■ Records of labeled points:
============

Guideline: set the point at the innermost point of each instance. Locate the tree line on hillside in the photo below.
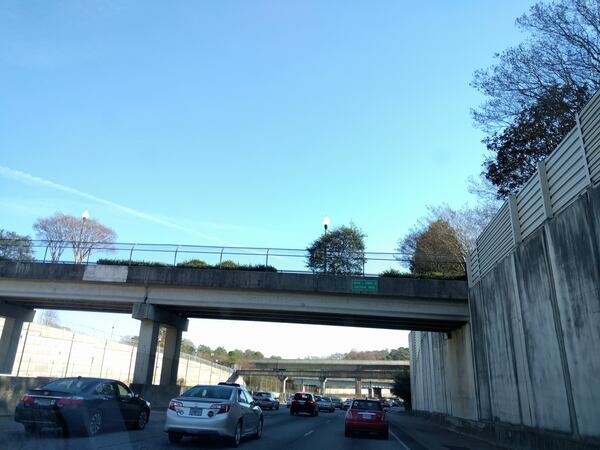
(535, 89)
(436, 248)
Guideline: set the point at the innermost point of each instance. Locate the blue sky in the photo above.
(242, 122)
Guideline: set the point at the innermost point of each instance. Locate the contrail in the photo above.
(30, 179)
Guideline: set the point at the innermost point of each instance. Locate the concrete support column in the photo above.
(151, 317)
(9, 341)
(358, 387)
(146, 352)
(14, 317)
(283, 385)
(323, 385)
(170, 362)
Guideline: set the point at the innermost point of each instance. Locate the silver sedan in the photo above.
(226, 411)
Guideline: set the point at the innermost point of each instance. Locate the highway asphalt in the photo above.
(281, 431)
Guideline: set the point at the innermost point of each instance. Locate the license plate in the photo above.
(195, 411)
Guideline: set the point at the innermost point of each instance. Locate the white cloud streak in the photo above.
(26, 178)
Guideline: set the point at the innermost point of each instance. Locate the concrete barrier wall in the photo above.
(46, 351)
(535, 326)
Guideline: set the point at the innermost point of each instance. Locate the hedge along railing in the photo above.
(565, 174)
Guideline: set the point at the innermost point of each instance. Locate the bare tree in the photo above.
(467, 222)
(49, 318)
(562, 48)
(442, 240)
(84, 236)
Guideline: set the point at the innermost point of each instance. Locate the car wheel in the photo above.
(31, 428)
(258, 433)
(237, 436)
(174, 437)
(94, 423)
(142, 419)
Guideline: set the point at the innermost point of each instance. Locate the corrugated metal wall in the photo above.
(565, 174)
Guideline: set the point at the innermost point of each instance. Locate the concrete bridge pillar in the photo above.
(146, 352)
(151, 317)
(323, 385)
(358, 387)
(14, 317)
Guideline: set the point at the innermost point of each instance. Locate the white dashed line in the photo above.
(399, 440)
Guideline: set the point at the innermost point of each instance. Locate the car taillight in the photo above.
(221, 407)
(69, 401)
(175, 404)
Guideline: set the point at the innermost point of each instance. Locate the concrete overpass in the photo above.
(171, 295)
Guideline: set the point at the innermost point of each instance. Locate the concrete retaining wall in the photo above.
(534, 359)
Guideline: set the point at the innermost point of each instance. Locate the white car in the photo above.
(226, 410)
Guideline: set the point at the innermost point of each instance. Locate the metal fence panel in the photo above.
(530, 206)
(590, 129)
(496, 240)
(567, 172)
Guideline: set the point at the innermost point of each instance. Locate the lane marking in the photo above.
(399, 440)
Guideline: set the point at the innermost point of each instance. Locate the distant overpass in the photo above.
(323, 370)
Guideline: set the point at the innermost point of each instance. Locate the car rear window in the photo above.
(216, 392)
(301, 396)
(70, 385)
(366, 405)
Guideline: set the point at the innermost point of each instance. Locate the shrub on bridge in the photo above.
(126, 262)
(393, 273)
(195, 263)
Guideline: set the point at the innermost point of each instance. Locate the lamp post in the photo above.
(326, 223)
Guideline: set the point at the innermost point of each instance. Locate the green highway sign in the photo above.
(362, 285)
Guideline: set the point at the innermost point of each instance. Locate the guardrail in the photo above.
(262, 258)
(566, 173)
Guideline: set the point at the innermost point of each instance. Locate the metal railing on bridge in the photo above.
(572, 168)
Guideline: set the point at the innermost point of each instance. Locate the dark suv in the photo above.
(304, 402)
(266, 400)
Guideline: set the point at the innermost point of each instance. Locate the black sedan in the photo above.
(82, 404)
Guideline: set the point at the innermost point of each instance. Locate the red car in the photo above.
(366, 416)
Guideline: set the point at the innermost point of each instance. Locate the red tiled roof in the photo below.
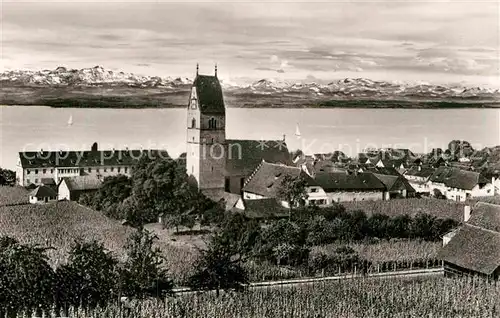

============

■ Aim:
How many lines in the records above contain the word "below"? Case counts, so count only lines where it appears in exactly that case, and reply with the number alone.

■ Answer in full:
2